Aufgaben ::
A – Schreiben Sie aus dem Text über das Bhopal-Urteil den Abschnitt wortgetreu ab, der mit „Der indische Oberste“ beginnt und mit „nicht vollständig ausgezahlt.“ endet.
B – Führen Sie den Text über das Bhopal-Urteil im Anschluss an seinen letzten Satz weiter.

Gericht entscheidet für Bhopal-Opfer

Der indische Oberste Gerichtshof hat am 19. Juli 2004 verfügt, dass 15 Milliarden Rupien an die Überlebenden der Chemiekatastrophe von Bhopal 1984 auszuzahlen seien. Die Summe entspricht rund 327 Millionen US-Dollar. Sie gehört zu jenen 470 Millionen, mit denen das verantwortliche US-Unternehmen Union Carbide sich 1989 freigekauft hatte. Die indischen Behörden haben das Geld bis heute nicht vollständig ausgezahlt.

Den Betrag müssen sich nach Rechnung von Greenpeace Indien etwa 567.000 Überlebende teilen. Das heißt, auf jede Person entfallen rund 570 US-Dollar Entschädigung. Mehr gibt es nicht für den Verlust der nächsten Angehörigen, der Gesundheit, des Lebenswillens. 570 US-Dollar für ständige ärztliche Behandlung und Medikamente. Für ein besseres Krankenhaus. Für das Überleben an einem Ort, der bis heute nicht dekontaminiert wurde. Inzwischen ist die dritte Generation betroffen.

[Gespeicherte Einträge]
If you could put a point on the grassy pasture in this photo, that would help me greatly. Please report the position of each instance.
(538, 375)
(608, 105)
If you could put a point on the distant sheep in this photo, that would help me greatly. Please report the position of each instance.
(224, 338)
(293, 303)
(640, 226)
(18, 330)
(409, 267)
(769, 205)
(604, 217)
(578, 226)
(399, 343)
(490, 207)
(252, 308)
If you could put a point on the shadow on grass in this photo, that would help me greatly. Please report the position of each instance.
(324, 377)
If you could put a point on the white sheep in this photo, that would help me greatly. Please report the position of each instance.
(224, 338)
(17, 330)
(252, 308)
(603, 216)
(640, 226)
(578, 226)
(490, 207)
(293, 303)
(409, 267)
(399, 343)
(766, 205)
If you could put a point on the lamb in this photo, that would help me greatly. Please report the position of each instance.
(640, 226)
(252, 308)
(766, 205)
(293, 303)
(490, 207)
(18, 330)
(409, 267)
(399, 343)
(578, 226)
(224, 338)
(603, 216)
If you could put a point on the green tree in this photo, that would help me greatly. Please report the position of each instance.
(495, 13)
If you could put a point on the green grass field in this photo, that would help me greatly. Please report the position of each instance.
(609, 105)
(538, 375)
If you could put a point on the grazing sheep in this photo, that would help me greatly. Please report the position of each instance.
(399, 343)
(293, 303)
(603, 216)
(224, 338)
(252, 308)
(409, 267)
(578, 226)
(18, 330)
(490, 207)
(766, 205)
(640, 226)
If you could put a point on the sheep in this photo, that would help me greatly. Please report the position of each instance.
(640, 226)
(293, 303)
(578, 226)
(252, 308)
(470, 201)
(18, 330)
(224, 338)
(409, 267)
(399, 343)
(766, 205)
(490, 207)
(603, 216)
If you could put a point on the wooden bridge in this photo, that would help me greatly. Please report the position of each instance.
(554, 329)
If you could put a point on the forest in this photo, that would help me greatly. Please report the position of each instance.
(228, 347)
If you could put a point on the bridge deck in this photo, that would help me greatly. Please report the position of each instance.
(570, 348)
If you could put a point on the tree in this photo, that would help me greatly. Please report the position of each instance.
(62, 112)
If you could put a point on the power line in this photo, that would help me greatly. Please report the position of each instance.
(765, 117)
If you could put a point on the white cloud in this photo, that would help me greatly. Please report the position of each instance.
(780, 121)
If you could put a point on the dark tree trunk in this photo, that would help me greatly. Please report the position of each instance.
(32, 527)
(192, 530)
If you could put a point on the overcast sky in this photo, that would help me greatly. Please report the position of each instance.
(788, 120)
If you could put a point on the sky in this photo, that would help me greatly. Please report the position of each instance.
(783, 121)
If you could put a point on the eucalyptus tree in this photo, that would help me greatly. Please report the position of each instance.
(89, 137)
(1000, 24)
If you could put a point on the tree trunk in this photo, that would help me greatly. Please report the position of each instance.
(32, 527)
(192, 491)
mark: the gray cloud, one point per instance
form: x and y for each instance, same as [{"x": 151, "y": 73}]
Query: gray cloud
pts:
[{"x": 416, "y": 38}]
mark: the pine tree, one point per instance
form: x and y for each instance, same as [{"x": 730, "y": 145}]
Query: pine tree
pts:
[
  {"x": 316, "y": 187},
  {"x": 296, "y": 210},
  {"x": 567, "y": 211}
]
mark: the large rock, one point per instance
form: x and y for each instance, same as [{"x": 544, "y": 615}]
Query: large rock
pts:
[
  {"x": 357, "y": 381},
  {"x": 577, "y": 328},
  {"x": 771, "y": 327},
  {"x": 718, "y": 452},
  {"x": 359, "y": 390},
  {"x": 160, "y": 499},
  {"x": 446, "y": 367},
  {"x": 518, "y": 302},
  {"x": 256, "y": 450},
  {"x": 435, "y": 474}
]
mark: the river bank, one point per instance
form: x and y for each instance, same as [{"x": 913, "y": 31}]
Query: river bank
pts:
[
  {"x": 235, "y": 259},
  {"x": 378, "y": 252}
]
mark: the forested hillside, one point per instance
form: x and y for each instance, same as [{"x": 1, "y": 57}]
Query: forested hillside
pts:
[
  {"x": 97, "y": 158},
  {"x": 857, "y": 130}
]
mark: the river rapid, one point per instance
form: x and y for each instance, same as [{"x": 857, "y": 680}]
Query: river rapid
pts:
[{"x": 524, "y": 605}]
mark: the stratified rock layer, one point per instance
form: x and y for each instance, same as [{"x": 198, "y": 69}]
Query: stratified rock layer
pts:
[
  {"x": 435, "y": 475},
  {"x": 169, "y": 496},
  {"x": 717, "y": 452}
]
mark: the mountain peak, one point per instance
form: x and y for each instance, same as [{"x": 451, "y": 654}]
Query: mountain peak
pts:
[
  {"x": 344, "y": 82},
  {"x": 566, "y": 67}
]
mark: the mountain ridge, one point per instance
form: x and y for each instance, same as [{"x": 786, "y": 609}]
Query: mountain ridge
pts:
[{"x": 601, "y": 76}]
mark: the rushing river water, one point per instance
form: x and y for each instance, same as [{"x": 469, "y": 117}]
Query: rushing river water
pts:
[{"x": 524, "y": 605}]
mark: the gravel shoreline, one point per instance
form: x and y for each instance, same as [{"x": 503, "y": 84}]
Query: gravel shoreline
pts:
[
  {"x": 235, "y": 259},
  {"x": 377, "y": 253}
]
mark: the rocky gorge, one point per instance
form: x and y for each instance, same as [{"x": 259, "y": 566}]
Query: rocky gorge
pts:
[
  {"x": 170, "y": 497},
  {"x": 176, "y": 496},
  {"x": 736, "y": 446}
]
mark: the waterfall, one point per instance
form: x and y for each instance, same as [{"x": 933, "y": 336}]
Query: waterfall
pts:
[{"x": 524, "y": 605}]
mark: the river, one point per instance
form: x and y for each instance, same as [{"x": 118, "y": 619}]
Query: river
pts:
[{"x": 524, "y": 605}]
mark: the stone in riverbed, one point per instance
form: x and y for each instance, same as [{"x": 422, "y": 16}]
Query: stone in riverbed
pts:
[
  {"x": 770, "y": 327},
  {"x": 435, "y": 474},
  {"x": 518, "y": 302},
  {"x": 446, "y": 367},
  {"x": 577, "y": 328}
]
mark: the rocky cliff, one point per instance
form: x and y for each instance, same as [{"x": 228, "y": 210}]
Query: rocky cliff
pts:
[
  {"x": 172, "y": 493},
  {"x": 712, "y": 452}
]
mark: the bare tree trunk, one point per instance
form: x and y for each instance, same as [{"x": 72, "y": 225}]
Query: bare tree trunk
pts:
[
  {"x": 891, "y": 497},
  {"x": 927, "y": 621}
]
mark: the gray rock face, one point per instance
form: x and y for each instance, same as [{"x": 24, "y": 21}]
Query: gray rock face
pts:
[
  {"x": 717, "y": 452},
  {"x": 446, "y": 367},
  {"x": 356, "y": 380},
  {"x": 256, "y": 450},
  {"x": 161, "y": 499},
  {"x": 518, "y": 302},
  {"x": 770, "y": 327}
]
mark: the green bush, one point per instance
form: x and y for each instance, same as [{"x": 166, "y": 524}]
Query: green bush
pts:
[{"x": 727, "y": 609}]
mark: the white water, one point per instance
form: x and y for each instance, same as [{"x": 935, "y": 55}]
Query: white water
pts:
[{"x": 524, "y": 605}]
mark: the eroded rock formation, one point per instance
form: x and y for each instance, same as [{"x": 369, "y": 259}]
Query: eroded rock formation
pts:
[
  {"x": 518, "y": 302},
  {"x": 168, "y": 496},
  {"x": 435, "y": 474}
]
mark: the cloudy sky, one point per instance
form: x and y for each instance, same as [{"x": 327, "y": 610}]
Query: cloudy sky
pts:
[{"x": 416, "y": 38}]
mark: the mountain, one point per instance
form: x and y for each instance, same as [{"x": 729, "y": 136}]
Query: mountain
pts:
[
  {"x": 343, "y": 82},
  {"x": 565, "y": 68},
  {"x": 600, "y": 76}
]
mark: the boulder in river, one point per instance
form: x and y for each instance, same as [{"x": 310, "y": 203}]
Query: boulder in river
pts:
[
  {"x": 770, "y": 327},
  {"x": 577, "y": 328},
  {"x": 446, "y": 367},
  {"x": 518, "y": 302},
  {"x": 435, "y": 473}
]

Antworten ::
A –
Der indische Oberste Gerichtshof hat am 19. Juli 2004 verfügt, dass 15 Milliarden Rupien an die Überlebenden der Chemiekatastrophe von Bhopal 1984 auszuzahlen seien. Die Summe entspricht rund 327 Millionen US-Dollar. Sie gehört zu jenen 470 Millionen, mit denen das verantwortliche US-Unternehmen Union Carbide sich 1989 freigekauft hatte. Die indischen Behörden haben das Geld bis heute nicht vollständig ausgezahlt.

B –
Das Desaster ging auf mangelhafte Sicherheitsvorkehrungen und kurzsichtige Einsparungen zurück. Der Hauptverantwortliche, Warren Anderson, wurde 2002 von Greenpeace in einem New Yorker Apartment aufgespürt. Erst als 36 der Überlebenden im Jahre 2002 vor Gericht gingen, kam langsam Bewegung in die Sache.